** start DATA SUPPLIED **

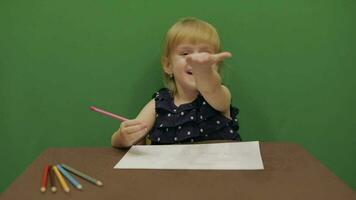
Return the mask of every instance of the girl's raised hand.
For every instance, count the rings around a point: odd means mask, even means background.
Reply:
[[[147,125],[133,119],[121,123],[118,139],[123,146],[131,146],[141,140],[147,133]]]
[[[230,52],[221,52],[217,54],[210,53],[193,53],[186,57],[186,62],[194,70],[209,70],[211,67],[225,58],[230,58],[232,55]]]

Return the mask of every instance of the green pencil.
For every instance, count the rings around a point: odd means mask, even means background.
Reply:
[[[102,185],[103,185],[103,183],[102,183],[101,181],[98,181],[98,180],[96,180],[95,178],[90,177],[89,175],[86,175],[86,174],[84,174],[84,173],[81,172],[81,171],[78,171],[78,170],[76,170],[76,169],[73,169],[73,168],[69,167],[68,165],[61,164],[61,166],[62,166],[64,169],[68,170],[69,172],[71,172],[71,173],[73,173],[73,174],[75,174],[75,175],[77,175],[77,176],[79,176],[79,177],[81,177],[81,178],[83,178],[83,179],[85,179],[85,180],[91,182],[91,183],[94,183],[94,184],[96,184],[96,185],[98,185],[98,186],[102,186]]]

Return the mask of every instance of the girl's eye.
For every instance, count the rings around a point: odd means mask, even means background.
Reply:
[[[188,54],[189,54],[188,52],[179,53],[179,55],[181,55],[181,56],[186,56],[186,55],[188,55]]]

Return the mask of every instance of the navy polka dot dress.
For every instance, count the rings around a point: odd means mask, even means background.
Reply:
[[[169,90],[162,88],[152,98],[156,104],[156,121],[147,137],[151,144],[190,143],[204,140],[238,140],[239,110],[230,106],[231,119],[211,107],[202,95],[176,106]]]

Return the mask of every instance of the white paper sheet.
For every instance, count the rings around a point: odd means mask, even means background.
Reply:
[[[136,145],[115,169],[264,169],[258,141],[190,145]]]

** end DATA SUPPLIED **

• [TASK OBJECTIVE] Starting at the line that contains "Return the mask of every instance of the white" and ending at the last line of the records, write those lines out again in full, requests included, with every polygon coordinate in the answers multiplied by 0.2 and rounded to a whole number, halves rounding up.

• [EXERCISE ANSWER]
Return the mask of every instance of the white paper sheet.
For every instance, count the rings around a point: odd means mask, even means background.
Reply:
[[[27,29],[23,34],[53,34],[52,28],[38,29]]]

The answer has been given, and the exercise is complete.